> **WHAT TO DO**
Copy out the data below. Keep every word as it is.

----

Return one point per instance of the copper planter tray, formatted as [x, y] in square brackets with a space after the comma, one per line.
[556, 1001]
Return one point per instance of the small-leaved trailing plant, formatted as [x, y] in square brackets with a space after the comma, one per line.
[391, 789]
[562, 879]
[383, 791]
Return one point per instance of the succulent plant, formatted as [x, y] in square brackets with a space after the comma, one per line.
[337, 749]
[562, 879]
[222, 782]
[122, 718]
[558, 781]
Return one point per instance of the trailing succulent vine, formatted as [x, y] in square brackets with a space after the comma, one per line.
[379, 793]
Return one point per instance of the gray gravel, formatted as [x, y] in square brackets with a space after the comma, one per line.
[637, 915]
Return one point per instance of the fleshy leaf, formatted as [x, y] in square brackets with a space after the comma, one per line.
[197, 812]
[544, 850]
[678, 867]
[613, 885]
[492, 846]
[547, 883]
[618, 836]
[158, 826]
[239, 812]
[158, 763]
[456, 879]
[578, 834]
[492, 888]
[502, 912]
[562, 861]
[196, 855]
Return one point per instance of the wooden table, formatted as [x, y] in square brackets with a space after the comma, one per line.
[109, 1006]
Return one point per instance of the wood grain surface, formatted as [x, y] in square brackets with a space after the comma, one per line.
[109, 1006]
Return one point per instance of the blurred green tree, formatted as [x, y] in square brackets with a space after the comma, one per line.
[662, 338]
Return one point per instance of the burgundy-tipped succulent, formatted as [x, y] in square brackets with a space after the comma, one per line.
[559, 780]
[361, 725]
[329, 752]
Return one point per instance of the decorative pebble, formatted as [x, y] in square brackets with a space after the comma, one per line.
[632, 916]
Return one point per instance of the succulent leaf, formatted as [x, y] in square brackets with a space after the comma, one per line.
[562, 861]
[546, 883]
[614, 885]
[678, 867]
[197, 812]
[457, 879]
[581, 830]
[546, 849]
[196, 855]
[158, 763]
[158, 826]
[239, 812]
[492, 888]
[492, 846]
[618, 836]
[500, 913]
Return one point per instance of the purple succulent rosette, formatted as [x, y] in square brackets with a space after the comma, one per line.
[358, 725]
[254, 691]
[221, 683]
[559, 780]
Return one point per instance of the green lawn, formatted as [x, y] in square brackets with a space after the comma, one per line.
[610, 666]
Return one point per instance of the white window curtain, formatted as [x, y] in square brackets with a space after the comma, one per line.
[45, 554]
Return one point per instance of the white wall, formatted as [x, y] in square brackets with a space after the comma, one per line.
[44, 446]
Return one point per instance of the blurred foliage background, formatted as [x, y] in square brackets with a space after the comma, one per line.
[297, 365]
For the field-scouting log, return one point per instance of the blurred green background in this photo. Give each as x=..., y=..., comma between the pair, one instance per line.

----

> **EXERCISE OUTPUT**
Return one point per instance of the copper planter tray, formatted as [x, y] in square brackets with a space after the comma, one per line.
[556, 1001]
Return one point per instance of the small-leaved trailing plant, formatted as [x, y] in square brackets with a space after the comma, one per line.
[391, 789]
[562, 879]
[383, 791]
Return one point per instance of the succulent plant, formatted as [x, y] in square brackets with a space after the comma, one per line.
[337, 749]
[562, 879]
[222, 782]
[122, 718]
[558, 781]
Return one point per instance of the trailing succulent vine, formatted as [x, y] in square brackets with a space after the comma, one per line.
[379, 793]
Return one point per instance of the gray gravel, formatted as [x, y] in square brackets with a space after the comma, one per line.
[637, 915]
Return one point per instance of the fleshy leaf, formatted as [x, y] in square brackets with a space after the comma, one per line.
[197, 812]
[544, 850]
[678, 867]
[613, 885]
[492, 846]
[547, 883]
[618, 836]
[158, 826]
[239, 812]
[158, 763]
[456, 879]
[578, 834]
[492, 888]
[502, 912]
[562, 861]
[196, 855]
Return one point per instance of the wooden table, formatted as [x, y] in square brackets with a space after the comma, one per line.
[109, 1006]
Return one point per instance of the wood grain surface, formatted as [x, y] in square brackets with a space after the comma, one per line.
[109, 1006]
Return one point per instance of the blurred green tree, formatted as [x, y] in square brackets with a space after the comma, one per line.
[662, 338]
Return one point per instance of the burgundy-tipped succulent, formatted as [x, y] in square brackets with a space after the comma, one per line.
[559, 780]
[361, 725]
[329, 752]
Return one point per instance of the decorative pebble, formatted as [x, y] in square brackets with a space after the comma, one per line.
[632, 916]
Return one point per instance of the succulent leaf, formatted as [x, y] in square brackets with a space after the comma, one per line.
[562, 861]
[546, 883]
[614, 885]
[678, 867]
[197, 812]
[457, 879]
[581, 830]
[546, 849]
[196, 855]
[158, 763]
[158, 826]
[239, 812]
[492, 888]
[492, 846]
[618, 836]
[500, 913]
Return one point per instance of the purple succulent rosette, formatted as [x, y] in square brackets with a space after the comma, one per line.
[358, 725]
[254, 691]
[221, 683]
[559, 780]
Return one point per instance of the green lawn, formatted as [x, y] in square brackets with a space after the comma, one per line.
[610, 666]
Return one point per instance of the white window curtain, formatted as [x, y] in square brackets with a space after the comma, one per line.
[45, 554]
Return one point per instance of the white wall, formatted as [x, y] in square brackets with a space after the comma, one per line.
[44, 446]
Return one point per instance of the blurred foliage background, formatted as [x, y] in square brackets with a space after the comma, one per line.
[297, 365]
For the field-scouting log, return one point per instance of the blurred green background in this photo. Give each as x=..., y=..., comma between the pair, one instance per line.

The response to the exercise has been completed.